> _WHAT THE TASK REQUIRES_
Reproduce the part of the text on Irish immigrants' Christmases that opens with the words "She did, however, send" and closes with "home in Ireland.", switching "tomboy" to "rascal".

--- Start TEXT TO READ ---

One advantage of Ballyshannon’s boom status was its two new cinemas. The McGoverns went to the movies later in the day. “On one Christmas Day we went to ‘Saratoga Trunk,’ which starred Gary Cooper and Ingrid Bergman,” he recalled.
But as the youngsters entered their late teens, the Abbey Ballroom was the main attraction.
McGovern recalled also that in the 1950s his mother liked to listen to the queen’s speech on the radio. “My father and I used to ridicule her,” he said.
In the Doolan home, the dinner was for the immediate family. Uncles and aunts visited later in the day. “There was the inevitable sing-song,” he said. When the children were sent to bed, they listened intently to the adult voices coming through the floorboards.
Six decades on, family members still discuss those nights and which of the adults sung what songs.
There was much singing and recitation on Dec. 26, St. Stephen’s Day, when the Wren boys went door to door.
“At 10, 11, 12 years of age, that was the greatest part of it all,” recalled Doolan, who is director of trade relations for Guinness in North America. “Beginning at 5:30 in the morning, it was a long, happy day.
“Though some of the salutations we heard from the windows are not printable,” he added, laughing.
The boys sang: “The wren, the wren, the king of all birds, St. Stephen’s Day, caught in the furze, up in the holly and ivy tree, give us our money, and let us be.”
It was good day also for Fordham in County Galway.
“We happened to be very good singers,” he said. “So we did well. We went to every house in the village.”

Emigration
When McGovern emigrated in the summer of 1960, his mother made him a plum pudding.
He said: “I never saw her again.” She died that October.
“In Irish circles, we had turkey, but no pudding, that was the thing I missed,” he added.
He was unimpressed with the variety sold in tin cans in this country.
“A plum pudding made the old way is an acquired taste, like Guinness,” he said.
Nowadays, a cousin of his wife’s sends him one every year. “Man, can she make a Christmas pudding,” he said.
Generally, the young immigrants of the 1950s and early ’60s had to adapt.
“It could be a sad time,” McDonagh said.
On her first Christmas in New York, she and her roommate, a County Galway native and fellow camogie player, went to Prospect Park, near where they lived in Brooklyn, and pucked the ball around.
“That helped us get over the loneliness,” she recalled. “Then we went down for our meal about 4 or 5 at my uncle’s.
“It was much harder for the immigrants then. There was no calling. You wrote a letter home.
“What kept us together were the Gaelic games: football, camogie and hurling. Gaelic Park was our hangout. And the dance halls.”
“There were a lot of people your own age in the same circumstances,” Doolan said. There was a fellow feeling, he added, and a camaraderie, that although not referred to, was real.
“And the older group made sure that they were looked after,” he said. “They had an awareness of what they were going through.”
“It was totally different here,” Fordham said. “But you got used to it.”
Jones was surprised by the lavishness in the American Christmas. “I didn’t believe in going into debt,” she said. “You can only spend what you can afford.”
She did, however, send money home to her mother in Dublin to help make up for the years of poverty.
“My mother said I was the difficult one to raise,” she said. “I was a tomboy, a rossie,” she added, using a Dublin slang term for an impudent, naughty youngster. “But she said I turned out the best.”
Most of the immigrants never spent Christmas Day again with their parents, or, as the decades passed, with siblings who’d stayed at home in Ireland.
But some harbor a dream to be home again for that special day.
“I usually went back in the summertime,” McDonagh said. “I like to go back for Christmas, at least once more. That’s my wish.”

--- End TEXT TO READ ---
--- Start STORED DATA ---

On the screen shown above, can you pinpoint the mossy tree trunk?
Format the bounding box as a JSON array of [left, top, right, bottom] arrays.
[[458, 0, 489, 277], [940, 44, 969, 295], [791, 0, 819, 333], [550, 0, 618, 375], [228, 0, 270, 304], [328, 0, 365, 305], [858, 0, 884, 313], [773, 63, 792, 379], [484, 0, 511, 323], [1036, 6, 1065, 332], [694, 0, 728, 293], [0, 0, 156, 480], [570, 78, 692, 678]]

--- End STORED DATA ---

> _THE OUTPUT_
She did, however, send money home to her mother in Dublin to help make up for the years of poverty.
“My mother said I was the difficult one to raise,” she said. “I was a rascal, a rossie,” she added, using a Dublin slang term for an impudent, naughty youngster. “But she said I turned out the best.”
Most of the immigrants never spent Christmas Day again with their parents, or, as the decades passed, with siblings who’d stayed at home in Ireland.